● **STATED EXERCISE**
Copy out every one of the lines below word for word, leaving out the pictures.

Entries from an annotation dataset
******************************
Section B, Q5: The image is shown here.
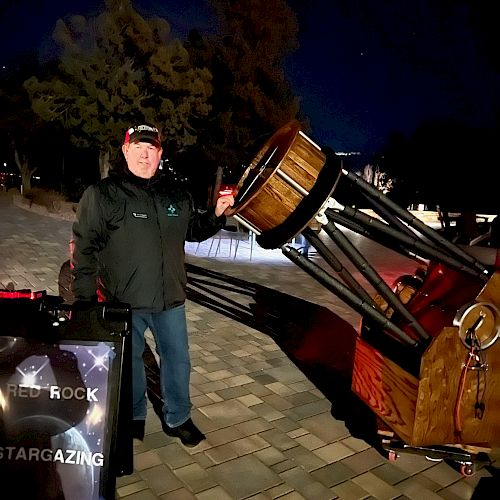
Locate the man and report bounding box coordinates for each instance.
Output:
[73,125,234,446]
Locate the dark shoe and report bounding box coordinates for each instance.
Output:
[132,420,146,441]
[162,419,205,448]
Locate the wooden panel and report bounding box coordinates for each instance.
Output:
[352,338,418,441]
[410,327,500,446]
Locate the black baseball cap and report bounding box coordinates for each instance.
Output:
[123,124,161,148]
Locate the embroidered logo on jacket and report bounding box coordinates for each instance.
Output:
[167,203,179,217]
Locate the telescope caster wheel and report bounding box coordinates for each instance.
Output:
[384,449,399,462]
[460,464,476,477]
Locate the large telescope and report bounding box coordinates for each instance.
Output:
[230,121,500,460]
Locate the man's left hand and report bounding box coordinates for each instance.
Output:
[215,195,234,217]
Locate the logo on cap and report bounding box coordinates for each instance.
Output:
[123,125,161,147]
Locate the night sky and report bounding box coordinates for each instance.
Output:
[0,0,500,153]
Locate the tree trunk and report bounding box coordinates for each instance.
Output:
[14,148,34,194]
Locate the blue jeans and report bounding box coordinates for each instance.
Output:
[132,305,191,427]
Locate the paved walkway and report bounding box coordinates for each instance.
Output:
[0,193,495,500]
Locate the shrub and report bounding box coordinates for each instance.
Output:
[24,188,66,212]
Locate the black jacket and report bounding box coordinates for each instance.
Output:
[73,170,226,311]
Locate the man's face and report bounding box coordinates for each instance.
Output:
[122,142,163,179]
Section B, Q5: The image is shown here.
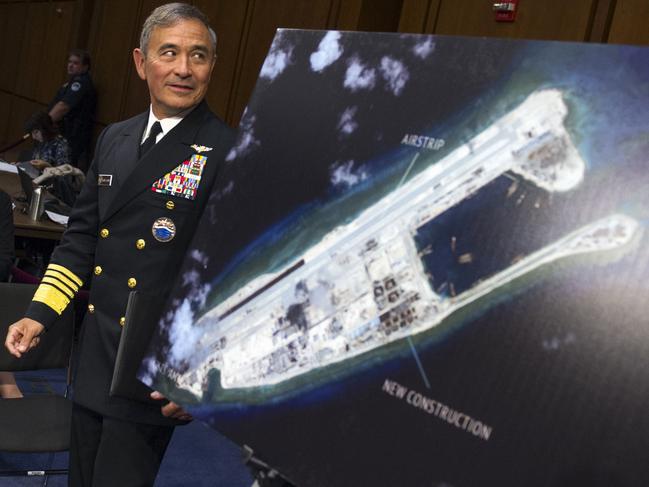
******************************
● **TASK RESULT**
Section B, Q5: The image is shown here.
Locate the man and report bounding box coordinates for each instance.
Output:
[73,125,234,446]
Locate the dark shoe and report bounding box coordinates for each instance.
Output:
[132,420,146,441]
[162,419,205,448]
Locate the wooden panel and report bounding box coordinates for each instance.
Output:
[352,338,418,441]
[410,327,500,446]
Locate the black baseball cap and report bounding box coordinates for each instance.
Output:
[123,124,161,148]
Locate the embroidered logo on jacket and report bounding box coordinates for each instance.
Output:
[167,203,179,217]
Locate the telescope caster wheel and report bounding box coordinates for each instance.
Output:
[384,449,399,462]
[460,464,476,477]
Locate the large telescope and report bounding box coordinates for each instance.
Output:
[230,121,500,460]
Locate the man's left hand and report bounding box coordinates for each instance.
Output:
[215,195,234,217]
Locate the logo on cap and report bounding box coordinates for each instance.
Output:
[123,125,161,147]
Locate the night sky and report bounding box coordinates for each instance.
Output:
[0,0,500,153]
Locate the tree trunk and report bounding box coordinates for each instance.
Output:
[14,148,34,194]
Locate the blue jeans and report bounding box coordinates for each instance.
Output:
[132,305,191,427]
Locate the paved walkway and report bounding box coordinates for each instance.
Output:
[0,193,495,500]
Locate the shrub and report bounding box coordinates for each instance.
Output:
[24,188,66,212]
Locate the black jacket and report bounding box coordinates for each instance.
Output:
[73,170,226,311]
Locate the man's face and report bounding box coordinates for each instance.
Output:
[122,142,163,179]
Section B, Q5: The image is shown here.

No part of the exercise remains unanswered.